** Work order **
Your answer should be the lines from the one containing "of the antenna" through the final line below, copied exactly.

** Saved data entries **
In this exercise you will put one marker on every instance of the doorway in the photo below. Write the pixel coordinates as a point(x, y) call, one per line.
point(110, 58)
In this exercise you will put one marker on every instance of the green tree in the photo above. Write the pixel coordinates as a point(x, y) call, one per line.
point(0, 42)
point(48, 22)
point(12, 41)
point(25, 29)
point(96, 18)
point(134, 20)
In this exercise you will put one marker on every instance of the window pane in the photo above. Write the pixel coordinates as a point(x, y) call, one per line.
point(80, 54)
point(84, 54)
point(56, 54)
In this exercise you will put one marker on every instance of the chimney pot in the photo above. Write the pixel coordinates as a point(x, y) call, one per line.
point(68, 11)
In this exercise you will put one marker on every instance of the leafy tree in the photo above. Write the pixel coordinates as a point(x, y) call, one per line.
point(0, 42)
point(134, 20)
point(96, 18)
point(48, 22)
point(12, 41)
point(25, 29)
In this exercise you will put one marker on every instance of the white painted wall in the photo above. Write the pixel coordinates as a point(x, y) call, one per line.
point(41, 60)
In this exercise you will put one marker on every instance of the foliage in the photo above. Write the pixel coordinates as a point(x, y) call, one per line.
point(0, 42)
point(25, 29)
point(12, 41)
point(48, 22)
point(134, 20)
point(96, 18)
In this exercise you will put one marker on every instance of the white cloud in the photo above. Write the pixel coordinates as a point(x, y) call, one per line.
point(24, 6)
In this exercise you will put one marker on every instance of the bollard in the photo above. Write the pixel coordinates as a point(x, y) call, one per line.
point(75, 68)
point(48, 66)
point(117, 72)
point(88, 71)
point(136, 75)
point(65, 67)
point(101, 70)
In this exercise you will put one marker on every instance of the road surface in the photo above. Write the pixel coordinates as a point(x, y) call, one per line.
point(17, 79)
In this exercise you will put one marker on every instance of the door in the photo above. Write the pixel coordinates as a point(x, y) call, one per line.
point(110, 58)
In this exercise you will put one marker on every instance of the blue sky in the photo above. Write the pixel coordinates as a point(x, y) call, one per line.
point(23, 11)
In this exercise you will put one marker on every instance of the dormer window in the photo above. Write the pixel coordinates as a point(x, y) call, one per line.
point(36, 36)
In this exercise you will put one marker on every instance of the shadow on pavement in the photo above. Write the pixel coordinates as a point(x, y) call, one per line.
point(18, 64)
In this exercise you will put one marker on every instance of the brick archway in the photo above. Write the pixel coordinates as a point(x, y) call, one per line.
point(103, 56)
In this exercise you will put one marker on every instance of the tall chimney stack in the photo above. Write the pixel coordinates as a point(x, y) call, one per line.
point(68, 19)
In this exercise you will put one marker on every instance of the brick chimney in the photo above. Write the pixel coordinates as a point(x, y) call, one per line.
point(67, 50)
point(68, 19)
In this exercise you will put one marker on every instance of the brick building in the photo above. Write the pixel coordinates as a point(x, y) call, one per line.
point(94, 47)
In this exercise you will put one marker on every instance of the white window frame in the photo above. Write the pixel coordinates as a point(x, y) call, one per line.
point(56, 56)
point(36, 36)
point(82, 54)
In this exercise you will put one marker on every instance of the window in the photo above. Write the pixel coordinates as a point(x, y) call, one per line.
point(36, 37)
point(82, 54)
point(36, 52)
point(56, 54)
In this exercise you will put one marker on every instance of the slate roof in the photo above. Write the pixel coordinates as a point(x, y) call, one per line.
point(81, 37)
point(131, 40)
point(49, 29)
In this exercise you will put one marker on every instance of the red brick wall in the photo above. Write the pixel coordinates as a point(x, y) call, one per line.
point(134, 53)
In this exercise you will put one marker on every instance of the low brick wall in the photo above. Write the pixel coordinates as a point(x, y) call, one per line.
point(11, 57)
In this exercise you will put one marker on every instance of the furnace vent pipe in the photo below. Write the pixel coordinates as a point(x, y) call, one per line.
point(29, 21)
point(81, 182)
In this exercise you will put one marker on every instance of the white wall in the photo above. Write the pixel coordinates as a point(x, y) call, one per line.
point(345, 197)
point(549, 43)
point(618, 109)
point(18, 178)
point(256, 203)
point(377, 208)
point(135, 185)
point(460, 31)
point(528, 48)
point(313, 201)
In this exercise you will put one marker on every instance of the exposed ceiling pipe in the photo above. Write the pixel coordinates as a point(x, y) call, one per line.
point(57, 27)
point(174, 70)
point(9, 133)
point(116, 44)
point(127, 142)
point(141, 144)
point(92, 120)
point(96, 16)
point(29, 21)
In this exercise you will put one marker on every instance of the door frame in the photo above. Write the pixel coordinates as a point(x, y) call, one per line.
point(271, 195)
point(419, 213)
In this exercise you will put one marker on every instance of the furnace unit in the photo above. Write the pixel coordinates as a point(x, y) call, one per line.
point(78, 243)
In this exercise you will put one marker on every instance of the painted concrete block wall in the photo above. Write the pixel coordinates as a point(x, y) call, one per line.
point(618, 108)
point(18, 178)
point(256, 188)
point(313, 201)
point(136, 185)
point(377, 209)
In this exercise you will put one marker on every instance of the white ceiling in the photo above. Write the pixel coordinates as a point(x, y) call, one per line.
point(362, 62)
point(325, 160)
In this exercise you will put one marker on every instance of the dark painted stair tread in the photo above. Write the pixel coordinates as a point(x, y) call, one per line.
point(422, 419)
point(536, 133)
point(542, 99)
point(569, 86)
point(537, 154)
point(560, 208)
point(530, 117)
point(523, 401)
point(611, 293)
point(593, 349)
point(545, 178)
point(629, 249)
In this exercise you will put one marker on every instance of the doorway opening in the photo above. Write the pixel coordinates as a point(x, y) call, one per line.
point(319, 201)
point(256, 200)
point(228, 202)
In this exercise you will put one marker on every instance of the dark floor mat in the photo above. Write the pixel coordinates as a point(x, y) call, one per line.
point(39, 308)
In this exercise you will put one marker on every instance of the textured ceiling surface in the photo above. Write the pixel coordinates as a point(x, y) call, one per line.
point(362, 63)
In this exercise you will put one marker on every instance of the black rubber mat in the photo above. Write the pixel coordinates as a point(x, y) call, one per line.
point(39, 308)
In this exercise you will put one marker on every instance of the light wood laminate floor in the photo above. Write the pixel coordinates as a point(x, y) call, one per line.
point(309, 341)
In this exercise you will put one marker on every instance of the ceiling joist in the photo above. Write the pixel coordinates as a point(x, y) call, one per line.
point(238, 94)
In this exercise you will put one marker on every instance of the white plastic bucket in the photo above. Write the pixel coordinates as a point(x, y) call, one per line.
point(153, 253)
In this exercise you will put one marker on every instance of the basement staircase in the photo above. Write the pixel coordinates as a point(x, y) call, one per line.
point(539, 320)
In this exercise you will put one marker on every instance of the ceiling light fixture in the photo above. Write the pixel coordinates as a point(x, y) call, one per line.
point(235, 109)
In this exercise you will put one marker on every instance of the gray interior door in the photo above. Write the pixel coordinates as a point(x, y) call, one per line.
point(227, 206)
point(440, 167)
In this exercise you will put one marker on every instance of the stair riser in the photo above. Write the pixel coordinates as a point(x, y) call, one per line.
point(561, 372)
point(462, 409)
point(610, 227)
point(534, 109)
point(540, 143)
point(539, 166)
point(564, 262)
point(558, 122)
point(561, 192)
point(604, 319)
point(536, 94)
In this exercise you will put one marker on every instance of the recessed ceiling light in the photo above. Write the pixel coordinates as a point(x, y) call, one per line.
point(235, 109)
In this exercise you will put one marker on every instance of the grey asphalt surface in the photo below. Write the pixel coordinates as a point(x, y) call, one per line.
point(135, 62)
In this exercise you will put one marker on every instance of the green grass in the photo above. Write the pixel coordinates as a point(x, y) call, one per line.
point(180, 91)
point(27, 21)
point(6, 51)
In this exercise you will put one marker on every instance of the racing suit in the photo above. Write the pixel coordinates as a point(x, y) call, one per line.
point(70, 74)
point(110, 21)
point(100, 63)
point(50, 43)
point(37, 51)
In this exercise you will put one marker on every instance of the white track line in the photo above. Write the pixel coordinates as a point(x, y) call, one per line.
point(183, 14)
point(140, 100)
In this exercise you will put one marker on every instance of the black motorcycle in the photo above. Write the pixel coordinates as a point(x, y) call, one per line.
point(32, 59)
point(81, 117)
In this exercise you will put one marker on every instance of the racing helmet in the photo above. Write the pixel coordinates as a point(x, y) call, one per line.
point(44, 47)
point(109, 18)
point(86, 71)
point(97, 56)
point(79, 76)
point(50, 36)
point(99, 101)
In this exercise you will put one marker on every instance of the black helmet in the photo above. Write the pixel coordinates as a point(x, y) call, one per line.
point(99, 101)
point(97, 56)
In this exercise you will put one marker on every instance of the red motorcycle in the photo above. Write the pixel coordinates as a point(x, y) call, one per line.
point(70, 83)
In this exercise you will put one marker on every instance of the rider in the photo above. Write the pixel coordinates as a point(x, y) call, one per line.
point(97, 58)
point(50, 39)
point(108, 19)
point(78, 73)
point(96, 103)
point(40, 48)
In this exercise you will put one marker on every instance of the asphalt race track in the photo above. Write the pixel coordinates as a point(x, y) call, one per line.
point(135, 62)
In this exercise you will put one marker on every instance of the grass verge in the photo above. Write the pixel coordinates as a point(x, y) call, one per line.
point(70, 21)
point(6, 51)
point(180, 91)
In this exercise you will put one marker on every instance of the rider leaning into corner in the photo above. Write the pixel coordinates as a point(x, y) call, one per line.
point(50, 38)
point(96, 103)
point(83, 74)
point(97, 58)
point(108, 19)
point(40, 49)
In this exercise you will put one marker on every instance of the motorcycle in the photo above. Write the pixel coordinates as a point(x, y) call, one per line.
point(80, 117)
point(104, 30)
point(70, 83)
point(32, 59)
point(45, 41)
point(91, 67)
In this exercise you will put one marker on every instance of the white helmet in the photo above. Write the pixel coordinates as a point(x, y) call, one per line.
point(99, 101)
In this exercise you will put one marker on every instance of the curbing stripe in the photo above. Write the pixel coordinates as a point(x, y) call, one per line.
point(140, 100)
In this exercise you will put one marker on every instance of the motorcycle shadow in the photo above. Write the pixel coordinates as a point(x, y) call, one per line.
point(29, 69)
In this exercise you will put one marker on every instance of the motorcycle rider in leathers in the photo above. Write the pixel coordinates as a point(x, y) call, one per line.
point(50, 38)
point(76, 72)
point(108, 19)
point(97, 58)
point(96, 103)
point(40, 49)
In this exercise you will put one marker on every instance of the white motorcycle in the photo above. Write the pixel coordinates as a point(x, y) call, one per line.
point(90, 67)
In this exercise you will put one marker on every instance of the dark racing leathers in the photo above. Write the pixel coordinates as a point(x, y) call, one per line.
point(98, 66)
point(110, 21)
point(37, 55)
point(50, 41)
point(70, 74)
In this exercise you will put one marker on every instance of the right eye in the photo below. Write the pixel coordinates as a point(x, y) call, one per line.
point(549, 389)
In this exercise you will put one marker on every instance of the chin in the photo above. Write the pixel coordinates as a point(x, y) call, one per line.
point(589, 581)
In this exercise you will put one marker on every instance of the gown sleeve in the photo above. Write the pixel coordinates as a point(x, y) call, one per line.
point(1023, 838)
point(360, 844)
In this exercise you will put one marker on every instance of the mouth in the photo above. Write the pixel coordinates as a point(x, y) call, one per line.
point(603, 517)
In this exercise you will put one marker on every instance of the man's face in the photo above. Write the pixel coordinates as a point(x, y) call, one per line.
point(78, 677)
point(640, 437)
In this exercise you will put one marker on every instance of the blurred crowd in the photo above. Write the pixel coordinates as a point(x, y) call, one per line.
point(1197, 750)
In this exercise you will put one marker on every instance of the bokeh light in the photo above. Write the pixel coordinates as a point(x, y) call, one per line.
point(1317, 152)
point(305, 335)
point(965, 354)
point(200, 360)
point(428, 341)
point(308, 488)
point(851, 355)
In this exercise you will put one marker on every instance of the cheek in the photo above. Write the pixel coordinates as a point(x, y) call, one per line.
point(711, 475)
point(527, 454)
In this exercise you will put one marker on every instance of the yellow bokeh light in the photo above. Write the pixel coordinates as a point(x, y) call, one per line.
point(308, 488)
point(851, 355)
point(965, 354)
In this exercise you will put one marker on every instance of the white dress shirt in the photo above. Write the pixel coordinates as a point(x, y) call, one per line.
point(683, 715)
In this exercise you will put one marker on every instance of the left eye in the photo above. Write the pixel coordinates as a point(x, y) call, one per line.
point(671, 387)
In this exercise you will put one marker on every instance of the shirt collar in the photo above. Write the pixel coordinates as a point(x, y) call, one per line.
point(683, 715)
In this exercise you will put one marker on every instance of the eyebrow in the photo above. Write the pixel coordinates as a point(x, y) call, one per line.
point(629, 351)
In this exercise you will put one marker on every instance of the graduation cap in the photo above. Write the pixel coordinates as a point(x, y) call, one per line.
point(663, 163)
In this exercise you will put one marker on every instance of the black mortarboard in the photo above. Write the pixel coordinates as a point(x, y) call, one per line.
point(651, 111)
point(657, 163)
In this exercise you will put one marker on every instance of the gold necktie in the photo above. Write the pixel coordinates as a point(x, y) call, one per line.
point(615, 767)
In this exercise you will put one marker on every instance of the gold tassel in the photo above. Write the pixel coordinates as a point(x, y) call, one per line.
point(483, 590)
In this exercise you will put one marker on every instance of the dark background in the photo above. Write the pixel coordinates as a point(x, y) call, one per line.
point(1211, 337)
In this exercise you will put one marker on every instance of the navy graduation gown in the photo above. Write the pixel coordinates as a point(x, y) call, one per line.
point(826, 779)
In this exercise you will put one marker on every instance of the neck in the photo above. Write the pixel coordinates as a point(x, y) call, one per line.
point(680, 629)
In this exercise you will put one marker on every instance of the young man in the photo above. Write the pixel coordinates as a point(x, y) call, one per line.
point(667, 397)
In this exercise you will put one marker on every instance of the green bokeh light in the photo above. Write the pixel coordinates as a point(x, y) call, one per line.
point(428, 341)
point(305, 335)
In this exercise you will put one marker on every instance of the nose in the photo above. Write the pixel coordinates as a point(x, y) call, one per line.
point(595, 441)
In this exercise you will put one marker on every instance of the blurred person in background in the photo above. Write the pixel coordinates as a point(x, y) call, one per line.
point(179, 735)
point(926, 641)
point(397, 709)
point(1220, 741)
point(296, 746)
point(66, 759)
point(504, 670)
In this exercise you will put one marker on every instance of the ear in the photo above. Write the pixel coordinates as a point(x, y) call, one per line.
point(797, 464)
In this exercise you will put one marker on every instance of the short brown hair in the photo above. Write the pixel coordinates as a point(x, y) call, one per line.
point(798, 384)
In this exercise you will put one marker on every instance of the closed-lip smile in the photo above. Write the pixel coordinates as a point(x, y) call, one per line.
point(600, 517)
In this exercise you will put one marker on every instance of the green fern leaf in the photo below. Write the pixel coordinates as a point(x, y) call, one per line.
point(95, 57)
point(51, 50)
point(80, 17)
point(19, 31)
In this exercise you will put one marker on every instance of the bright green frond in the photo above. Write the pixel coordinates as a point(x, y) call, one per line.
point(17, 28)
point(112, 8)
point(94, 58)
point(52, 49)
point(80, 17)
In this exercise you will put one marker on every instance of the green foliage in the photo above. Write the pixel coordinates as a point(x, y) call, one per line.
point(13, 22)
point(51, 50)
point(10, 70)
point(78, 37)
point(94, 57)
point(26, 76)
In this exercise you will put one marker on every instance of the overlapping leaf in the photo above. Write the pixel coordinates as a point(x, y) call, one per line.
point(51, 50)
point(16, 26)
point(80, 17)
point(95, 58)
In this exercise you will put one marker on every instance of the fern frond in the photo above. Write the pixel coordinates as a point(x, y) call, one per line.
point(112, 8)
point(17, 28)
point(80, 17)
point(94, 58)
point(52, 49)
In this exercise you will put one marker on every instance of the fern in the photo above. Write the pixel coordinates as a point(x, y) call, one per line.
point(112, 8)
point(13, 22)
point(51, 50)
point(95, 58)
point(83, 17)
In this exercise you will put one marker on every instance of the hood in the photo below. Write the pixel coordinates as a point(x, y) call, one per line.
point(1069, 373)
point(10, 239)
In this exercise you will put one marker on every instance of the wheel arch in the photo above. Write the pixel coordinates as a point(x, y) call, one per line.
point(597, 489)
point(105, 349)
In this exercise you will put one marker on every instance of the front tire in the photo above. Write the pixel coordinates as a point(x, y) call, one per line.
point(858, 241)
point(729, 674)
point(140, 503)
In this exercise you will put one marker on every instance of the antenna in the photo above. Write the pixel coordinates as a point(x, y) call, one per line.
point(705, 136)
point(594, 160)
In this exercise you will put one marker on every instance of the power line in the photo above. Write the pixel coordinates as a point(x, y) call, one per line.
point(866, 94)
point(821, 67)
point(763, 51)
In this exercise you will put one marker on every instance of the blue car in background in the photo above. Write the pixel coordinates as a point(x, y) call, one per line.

** Answer below **
In this exercise you will put one marker on every instance of the antenna in the photo above. Write the pixel coordinates as a point(x, y) call, one per line.
point(705, 136)
point(594, 160)
In this exercise you will put one marker on every instance of the power line in the photo above. Write the pixel coordinates as a point(x, y) call, one per line.
point(866, 94)
point(821, 67)
point(763, 51)
In this exercise you will put one marker on every instance of the blue car in background in the photo above. Write the pixel coordinates as a point(x, y) call, one per line.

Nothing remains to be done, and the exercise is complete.